→ **PROBLEM DETAILS**: Could you echo back, character for character, every line from the one containing "The client would like the grey" up to and including the last line of the records?

→ **ENTRIES SHOWN**:
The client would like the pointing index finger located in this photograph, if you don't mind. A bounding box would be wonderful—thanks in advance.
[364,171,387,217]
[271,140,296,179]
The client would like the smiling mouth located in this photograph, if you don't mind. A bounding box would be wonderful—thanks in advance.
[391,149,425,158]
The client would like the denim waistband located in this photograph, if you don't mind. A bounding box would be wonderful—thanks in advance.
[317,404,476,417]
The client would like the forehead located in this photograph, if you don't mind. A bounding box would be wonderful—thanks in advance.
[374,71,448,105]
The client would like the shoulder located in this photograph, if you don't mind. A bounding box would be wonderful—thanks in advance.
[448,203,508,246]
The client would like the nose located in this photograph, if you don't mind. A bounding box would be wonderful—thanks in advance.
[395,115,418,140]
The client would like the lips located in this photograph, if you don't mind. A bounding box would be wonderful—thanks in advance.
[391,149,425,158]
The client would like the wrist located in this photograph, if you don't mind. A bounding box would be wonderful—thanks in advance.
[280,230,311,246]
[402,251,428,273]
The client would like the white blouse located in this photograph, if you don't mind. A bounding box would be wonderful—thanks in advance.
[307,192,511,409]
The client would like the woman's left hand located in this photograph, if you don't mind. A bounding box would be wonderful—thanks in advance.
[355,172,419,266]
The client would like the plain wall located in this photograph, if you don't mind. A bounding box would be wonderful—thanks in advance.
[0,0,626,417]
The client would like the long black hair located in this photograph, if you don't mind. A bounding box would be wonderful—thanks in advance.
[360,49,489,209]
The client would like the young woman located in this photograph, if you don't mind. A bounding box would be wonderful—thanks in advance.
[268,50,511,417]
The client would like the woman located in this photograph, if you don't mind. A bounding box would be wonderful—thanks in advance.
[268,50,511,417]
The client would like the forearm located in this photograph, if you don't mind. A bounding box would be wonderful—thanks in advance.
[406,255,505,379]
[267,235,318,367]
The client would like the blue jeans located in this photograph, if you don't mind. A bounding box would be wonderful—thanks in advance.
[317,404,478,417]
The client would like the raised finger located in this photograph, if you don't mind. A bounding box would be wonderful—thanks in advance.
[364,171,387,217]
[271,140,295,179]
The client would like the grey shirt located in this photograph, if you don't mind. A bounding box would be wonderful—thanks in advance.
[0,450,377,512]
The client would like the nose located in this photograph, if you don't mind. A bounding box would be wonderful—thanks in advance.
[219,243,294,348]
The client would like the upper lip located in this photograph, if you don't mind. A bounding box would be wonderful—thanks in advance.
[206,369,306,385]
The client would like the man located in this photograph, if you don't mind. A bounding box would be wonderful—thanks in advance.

→ **TASK SOLUTION**:
The client would like the grey shirt located in this photograph, if you don't mind. A bounding box would be wonderful—thanks in advance.
[0,450,377,512]
The client would like the nose located in this photograph, if you don't mind. A bounding box would be wonderful—thanks in advance.
[219,243,294,348]
The client would like the upper lip located in this photograph, if you don't mind. A bounding box would be wonderful—thanks in advance.
[206,369,306,385]
The client would like the man located in this photograph, if you don't mind. A bounding box would be wonderful—thanks in advance.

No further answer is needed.